WORK REQUEST
Copy, from the material below, every line in which the word "smokestack" can be found.

SUPPLIED RECORDS
= Beginning of Section =
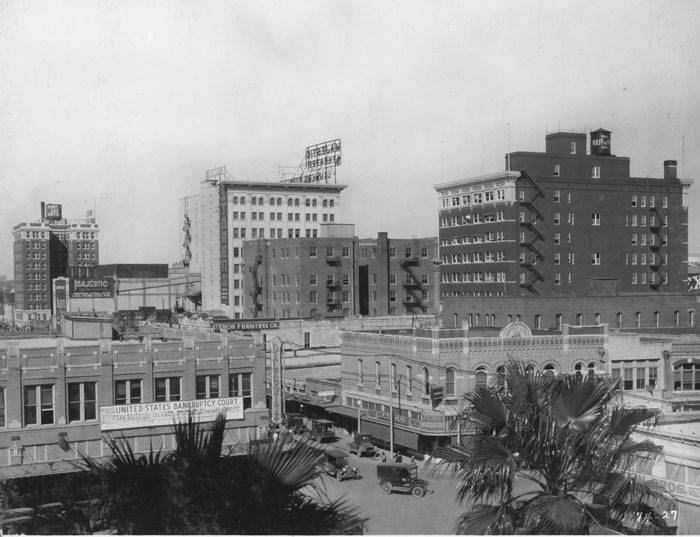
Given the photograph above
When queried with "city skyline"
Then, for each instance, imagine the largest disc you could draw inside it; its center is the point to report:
(123, 108)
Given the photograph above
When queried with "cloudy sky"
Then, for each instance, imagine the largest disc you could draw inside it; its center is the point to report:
(123, 105)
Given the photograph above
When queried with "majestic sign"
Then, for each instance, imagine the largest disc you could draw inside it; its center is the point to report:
(113, 418)
(232, 325)
(323, 155)
(53, 211)
(92, 288)
(320, 162)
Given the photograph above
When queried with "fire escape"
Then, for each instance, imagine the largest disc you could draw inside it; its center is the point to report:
(530, 235)
(655, 247)
(415, 292)
(333, 284)
(256, 291)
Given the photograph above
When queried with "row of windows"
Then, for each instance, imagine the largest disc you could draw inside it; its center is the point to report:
(473, 257)
(291, 202)
(473, 319)
(490, 196)
(38, 401)
(291, 217)
(471, 219)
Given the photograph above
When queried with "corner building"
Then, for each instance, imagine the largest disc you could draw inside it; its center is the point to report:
(227, 212)
(570, 237)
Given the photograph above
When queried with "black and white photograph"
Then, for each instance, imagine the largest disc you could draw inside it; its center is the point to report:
(312, 267)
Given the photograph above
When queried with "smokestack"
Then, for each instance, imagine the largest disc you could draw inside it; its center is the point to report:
(670, 169)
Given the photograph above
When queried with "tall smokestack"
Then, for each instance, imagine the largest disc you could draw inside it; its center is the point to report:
(670, 169)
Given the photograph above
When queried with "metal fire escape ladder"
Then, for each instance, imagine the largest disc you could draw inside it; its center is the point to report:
(414, 287)
(535, 234)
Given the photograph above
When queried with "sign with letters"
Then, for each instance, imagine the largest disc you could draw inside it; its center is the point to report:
(166, 413)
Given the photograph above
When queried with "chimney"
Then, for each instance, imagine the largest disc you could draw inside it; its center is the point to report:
(670, 169)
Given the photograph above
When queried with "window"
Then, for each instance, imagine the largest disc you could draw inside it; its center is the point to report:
(82, 401)
(38, 404)
(208, 386)
(686, 376)
(241, 385)
(168, 388)
(450, 381)
(127, 392)
(480, 378)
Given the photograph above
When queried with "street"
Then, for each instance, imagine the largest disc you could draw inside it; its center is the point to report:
(396, 513)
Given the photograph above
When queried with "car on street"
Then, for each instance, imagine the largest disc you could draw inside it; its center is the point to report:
(401, 477)
(362, 445)
(336, 465)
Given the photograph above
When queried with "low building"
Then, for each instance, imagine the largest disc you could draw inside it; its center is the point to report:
(60, 397)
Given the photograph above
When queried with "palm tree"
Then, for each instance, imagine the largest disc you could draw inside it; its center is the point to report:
(198, 489)
(551, 455)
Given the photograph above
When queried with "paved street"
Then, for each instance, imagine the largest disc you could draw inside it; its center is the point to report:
(396, 513)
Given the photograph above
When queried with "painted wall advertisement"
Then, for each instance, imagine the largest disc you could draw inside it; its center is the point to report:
(167, 413)
(92, 288)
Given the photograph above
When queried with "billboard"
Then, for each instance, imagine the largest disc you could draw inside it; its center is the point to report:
(231, 325)
(167, 413)
(92, 288)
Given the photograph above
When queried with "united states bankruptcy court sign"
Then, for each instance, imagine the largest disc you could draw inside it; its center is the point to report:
(113, 418)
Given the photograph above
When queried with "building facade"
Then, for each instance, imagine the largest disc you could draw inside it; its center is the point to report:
(49, 248)
(227, 212)
(568, 225)
(54, 395)
(336, 274)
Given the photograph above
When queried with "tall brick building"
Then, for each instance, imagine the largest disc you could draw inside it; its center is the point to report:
(49, 248)
(566, 236)
(337, 274)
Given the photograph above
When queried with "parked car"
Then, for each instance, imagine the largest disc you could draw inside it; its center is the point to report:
(362, 445)
(336, 464)
(401, 477)
(323, 430)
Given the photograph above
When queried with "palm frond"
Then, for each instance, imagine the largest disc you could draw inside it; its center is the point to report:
(555, 514)
(486, 519)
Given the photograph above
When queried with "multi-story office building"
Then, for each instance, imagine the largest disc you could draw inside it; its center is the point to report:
(337, 274)
(566, 236)
(49, 248)
(227, 212)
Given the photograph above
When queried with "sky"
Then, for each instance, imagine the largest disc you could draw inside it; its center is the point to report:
(122, 106)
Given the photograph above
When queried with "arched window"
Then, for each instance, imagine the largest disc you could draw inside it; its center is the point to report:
(480, 378)
(591, 369)
(450, 381)
(686, 376)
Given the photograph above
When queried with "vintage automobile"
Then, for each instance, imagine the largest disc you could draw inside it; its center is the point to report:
(336, 464)
(323, 430)
(362, 445)
(401, 477)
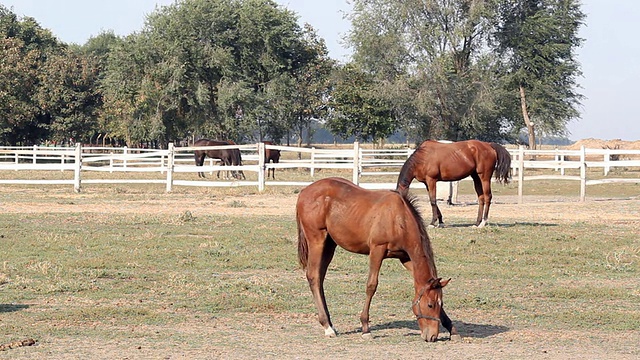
= End of Section =
SOLVED EXERCISE
When queried with "smokestack"
When queried with "tall smokestack"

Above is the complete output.